Task: In the data below, output every line from the line with "Above is a UI screenshot. Highlight the black sedan" to the line with "[139,96,845,501]", both included, as a Markdown table with the columns Row and Line. Number the rows and leave out blank lines.

....................

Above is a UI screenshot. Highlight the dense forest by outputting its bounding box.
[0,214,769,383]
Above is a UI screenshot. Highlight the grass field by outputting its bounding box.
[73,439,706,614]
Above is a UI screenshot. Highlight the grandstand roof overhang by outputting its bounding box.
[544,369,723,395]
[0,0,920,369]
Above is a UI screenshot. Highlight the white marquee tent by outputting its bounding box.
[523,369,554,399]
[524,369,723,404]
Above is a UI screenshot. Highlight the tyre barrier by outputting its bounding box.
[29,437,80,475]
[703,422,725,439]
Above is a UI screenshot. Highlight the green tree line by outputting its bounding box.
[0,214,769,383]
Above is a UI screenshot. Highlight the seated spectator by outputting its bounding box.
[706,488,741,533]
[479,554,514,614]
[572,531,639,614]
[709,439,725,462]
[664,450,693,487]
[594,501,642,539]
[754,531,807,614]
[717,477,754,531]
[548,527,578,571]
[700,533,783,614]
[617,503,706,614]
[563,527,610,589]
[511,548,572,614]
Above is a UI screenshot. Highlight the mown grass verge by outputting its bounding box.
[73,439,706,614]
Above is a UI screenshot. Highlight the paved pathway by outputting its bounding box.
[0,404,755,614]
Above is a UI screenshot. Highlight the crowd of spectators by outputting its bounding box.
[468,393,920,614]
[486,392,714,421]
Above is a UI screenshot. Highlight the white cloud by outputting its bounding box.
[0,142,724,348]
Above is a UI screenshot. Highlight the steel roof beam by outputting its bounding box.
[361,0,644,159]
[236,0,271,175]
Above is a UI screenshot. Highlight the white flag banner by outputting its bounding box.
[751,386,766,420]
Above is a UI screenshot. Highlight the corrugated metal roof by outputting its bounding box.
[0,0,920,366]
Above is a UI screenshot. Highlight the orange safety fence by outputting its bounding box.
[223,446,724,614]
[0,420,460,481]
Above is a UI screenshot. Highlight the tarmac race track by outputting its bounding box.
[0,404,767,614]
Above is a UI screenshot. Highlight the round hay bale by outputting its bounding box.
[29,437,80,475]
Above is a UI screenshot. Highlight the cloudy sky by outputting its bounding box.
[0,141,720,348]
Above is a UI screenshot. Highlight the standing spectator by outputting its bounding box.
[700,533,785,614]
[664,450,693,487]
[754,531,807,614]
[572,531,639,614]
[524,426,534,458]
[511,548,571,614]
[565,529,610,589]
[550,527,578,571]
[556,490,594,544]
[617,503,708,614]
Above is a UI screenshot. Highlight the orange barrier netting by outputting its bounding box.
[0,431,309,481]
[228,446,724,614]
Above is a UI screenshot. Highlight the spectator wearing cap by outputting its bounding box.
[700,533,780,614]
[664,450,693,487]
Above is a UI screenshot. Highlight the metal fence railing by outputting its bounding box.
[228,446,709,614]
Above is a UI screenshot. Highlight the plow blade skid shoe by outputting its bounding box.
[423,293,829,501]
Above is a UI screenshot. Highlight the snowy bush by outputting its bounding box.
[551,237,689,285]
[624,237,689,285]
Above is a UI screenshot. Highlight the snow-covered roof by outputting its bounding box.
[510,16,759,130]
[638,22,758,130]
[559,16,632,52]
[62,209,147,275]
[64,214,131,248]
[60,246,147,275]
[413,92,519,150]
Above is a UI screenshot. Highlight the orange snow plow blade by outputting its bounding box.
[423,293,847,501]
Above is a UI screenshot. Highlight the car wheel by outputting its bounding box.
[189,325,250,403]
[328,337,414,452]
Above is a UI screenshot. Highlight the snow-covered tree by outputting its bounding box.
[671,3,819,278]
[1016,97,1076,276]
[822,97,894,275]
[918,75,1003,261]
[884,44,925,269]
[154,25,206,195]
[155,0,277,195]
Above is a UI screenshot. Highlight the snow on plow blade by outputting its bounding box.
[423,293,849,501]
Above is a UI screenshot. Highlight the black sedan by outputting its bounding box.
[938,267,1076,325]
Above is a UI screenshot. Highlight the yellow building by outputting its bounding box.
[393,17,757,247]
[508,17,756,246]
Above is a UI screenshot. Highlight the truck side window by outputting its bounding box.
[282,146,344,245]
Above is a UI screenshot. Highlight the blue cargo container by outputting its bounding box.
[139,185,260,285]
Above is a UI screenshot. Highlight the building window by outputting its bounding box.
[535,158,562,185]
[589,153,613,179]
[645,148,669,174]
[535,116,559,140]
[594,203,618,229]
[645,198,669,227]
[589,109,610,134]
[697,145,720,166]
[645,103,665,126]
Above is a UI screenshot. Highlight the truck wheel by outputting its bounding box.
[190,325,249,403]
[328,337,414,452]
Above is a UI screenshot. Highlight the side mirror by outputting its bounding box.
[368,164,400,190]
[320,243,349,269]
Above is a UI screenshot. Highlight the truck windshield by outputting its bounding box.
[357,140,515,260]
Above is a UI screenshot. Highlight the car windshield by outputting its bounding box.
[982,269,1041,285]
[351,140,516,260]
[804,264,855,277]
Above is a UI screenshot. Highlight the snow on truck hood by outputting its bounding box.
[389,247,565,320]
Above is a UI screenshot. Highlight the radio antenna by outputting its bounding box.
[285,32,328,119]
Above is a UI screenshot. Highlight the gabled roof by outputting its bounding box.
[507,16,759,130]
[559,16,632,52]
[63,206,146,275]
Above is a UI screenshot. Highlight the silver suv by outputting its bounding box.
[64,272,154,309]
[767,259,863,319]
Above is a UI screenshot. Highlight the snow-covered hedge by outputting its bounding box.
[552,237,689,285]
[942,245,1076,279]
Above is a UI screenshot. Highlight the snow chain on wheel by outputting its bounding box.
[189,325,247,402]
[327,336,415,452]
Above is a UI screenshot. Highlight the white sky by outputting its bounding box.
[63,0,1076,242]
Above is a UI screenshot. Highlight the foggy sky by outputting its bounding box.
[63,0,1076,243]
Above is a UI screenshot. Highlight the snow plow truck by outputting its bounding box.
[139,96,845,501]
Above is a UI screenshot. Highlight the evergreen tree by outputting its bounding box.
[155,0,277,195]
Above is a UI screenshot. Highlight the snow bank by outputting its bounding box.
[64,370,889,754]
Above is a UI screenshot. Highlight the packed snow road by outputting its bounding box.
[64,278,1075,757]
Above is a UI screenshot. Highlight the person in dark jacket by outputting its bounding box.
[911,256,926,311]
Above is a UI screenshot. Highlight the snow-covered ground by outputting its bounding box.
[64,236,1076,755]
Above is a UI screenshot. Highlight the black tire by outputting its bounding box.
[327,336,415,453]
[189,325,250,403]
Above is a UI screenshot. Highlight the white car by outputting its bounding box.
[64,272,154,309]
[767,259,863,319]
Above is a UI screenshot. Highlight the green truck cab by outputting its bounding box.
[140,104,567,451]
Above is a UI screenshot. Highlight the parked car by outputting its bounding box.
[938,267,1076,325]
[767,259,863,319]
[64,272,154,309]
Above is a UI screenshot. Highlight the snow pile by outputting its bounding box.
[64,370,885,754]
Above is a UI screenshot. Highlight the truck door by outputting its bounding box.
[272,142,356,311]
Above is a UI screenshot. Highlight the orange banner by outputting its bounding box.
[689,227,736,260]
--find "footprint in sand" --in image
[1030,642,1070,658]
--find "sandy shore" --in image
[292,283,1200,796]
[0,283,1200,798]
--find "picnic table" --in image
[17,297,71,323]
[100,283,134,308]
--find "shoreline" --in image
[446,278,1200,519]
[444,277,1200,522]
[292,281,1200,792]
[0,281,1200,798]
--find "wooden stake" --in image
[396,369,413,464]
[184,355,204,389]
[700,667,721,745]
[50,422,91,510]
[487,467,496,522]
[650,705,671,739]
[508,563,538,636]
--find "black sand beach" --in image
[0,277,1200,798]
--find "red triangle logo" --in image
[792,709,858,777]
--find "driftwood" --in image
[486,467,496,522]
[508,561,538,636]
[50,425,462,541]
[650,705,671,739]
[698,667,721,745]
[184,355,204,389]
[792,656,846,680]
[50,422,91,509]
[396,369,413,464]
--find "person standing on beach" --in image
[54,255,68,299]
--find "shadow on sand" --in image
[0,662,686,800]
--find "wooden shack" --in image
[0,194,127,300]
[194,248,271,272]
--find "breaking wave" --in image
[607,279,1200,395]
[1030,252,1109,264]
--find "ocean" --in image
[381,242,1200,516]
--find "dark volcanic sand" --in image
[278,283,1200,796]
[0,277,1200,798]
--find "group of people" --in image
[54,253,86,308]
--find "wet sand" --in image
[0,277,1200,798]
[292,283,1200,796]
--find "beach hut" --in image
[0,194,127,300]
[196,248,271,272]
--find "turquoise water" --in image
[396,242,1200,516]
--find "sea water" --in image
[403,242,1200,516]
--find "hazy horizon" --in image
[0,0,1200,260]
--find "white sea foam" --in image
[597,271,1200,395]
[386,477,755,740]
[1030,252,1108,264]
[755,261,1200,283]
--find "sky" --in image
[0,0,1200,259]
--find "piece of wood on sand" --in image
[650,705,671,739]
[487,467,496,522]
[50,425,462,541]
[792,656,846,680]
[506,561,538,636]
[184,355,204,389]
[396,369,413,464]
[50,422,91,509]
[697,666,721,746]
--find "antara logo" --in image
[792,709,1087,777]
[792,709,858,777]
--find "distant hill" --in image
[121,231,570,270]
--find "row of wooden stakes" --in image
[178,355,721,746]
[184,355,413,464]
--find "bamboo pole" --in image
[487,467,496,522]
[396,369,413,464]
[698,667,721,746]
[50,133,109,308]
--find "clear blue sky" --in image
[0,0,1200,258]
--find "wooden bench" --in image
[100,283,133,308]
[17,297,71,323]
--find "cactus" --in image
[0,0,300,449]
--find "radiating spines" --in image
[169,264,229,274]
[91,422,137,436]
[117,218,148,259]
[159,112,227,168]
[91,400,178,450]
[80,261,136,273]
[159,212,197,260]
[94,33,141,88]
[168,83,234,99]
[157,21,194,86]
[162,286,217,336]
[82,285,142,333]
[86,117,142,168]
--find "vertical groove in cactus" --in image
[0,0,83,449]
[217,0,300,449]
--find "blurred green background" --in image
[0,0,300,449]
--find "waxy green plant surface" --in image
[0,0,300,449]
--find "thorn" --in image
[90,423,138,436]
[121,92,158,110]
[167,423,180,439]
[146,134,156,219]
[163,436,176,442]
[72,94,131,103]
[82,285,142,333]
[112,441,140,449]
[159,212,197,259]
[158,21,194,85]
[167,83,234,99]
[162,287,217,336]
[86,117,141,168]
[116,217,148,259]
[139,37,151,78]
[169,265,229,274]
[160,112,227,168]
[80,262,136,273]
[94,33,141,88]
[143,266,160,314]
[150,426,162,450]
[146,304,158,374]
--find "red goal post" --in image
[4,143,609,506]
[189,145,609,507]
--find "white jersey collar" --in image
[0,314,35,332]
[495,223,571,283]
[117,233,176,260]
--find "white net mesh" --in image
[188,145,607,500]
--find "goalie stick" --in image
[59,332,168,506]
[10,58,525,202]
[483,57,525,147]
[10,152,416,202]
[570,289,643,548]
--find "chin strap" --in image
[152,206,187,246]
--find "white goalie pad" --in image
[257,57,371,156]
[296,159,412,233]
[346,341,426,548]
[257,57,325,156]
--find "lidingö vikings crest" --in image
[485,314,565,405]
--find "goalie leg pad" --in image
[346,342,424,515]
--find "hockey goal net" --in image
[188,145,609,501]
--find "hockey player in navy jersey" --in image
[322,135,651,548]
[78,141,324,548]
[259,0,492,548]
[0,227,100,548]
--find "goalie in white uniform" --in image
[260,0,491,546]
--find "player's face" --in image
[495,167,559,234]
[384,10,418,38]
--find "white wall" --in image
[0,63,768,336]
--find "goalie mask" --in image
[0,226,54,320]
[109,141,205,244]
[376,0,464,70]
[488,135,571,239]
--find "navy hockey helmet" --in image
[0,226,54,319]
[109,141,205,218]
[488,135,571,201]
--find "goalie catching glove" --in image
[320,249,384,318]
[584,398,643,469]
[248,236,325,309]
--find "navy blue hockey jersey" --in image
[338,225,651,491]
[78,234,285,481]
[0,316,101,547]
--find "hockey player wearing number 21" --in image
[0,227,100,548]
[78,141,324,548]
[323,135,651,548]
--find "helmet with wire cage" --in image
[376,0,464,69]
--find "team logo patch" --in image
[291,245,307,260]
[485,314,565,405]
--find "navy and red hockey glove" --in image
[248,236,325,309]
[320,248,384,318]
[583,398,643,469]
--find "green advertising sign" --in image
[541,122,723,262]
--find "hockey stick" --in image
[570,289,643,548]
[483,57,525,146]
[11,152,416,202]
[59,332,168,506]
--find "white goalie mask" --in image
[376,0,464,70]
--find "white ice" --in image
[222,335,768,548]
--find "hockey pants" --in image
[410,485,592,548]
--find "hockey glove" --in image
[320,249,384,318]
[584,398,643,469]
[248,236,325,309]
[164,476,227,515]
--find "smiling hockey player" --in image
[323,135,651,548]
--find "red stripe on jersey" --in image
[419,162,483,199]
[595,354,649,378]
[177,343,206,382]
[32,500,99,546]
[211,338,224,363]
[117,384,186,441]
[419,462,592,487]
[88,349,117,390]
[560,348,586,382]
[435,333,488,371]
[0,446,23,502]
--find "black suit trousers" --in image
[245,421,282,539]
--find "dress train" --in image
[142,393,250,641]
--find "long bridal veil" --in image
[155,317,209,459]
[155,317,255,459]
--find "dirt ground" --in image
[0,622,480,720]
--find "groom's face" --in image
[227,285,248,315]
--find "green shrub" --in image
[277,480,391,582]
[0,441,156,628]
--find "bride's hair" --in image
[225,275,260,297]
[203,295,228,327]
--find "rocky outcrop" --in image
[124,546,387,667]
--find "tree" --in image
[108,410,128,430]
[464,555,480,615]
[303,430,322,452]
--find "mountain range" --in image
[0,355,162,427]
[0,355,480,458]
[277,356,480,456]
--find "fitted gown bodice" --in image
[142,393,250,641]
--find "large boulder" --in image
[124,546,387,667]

....................

Worked answer:
| Row | Line |
|---|---|
| 1 | Above is a UI screenshot. Highlight the black sedan by outputting its bounding box. |
| 2 | [938,267,1076,325] |
| 3 | Above is a UI screenshot. Highlight the yellow building by outputting its bounding box. |
| 4 | [393,17,757,247] |
| 5 | [508,17,756,246] |
| 6 | Above is a UI screenshot. Highlight the truck side window by outputting its bounding box. |
| 7 | [282,146,344,245] |
| 8 | Above is a UI screenshot. Highlight the blue cargo container by outputting its bounding box. |
| 9 | [139,185,260,285] |
| 10 | Above is a UI screenshot. Highlight the building window by outputting its bounding box. |
| 11 | [535,158,562,185] |
| 12 | [589,153,613,179] |
| 13 | [645,148,669,174] |
| 14 | [535,116,559,140] |
| 15 | [594,203,618,229] |
| 16 | [645,198,669,227] |
| 17 | [589,109,610,134] |
| 18 | [697,145,720,166] |
| 19 | [645,103,665,126] |
| 20 | Above is a UI screenshot. Highlight the truck wheel by outputting its bounding box. |
| 21 | [190,325,249,403] |
| 22 | [328,337,414,452] |
| 23 | Above is a UI screenshot. Highlight the side mirror by outputting its bounding box. |
| 24 | [368,164,400,190] |
| 25 | [320,243,349,269] |
| 26 | Above is a UI screenshot. Highlight the truck windshield by outputting its bounding box. |
| 27 | [357,140,515,260] |
| 28 | Above is a UI screenshot. Highlight the car windshield by outputting its bounding box. |
| 29 | [982,269,1041,285] |
| 30 | [351,140,516,260] |
| 31 | [804,264,855,277] |
| 32 | Above is a UI screenshot. Highlight the snow on truck hood by outputting its bounding box. |
| 33 | [389,247,565,320] |
| 34 | Above is a UI screenshot. Highlight the radio antenna by outputting its bounding box. |
| 35 | [285,32,328,119] |
| 36 | Above is a UI screenshot. Highlight the gabled roof by outputting its bounding box. |
| 37 | [507,16,759,130] |
| 38 | [559,16,632,52] |
| 39 | [63,206,146,275] |
| 40 | Above is a UI screenshot. Highlight the silver suv by outputting its bounding box. |
| 41 | [64,272,154,309] |
| 42 | [767,259,863,319] |
| 43 | Above is a UI screenshot. Highlight the snow-covered hedge by outputting its bounding box. |
| 44 | [552,237,689,285] |
| 45 | [942,245,1076,279] |
| 46 | Above is a UI screenshot. Highlight the snow chain on wheel by outputting its bounding box. |
| 47 | [189,325,247,402] |
| 48 | [327,336,415,452] |
| 49 | Above is a UI screenshot. Highlight the white sky by outputting its bounding box. |
| 50 | [63,0,1076,242] |
| 51 | Above is a UI screenshot. Highlight the foggy sky by outputting its bounding box. |
| 52 | [63,0,1076,243] |
| 53 | Above is a UI screenshot. Highlight the snow plow truck by outputting its bounding box. |
| 54 | [139,96,845,501] |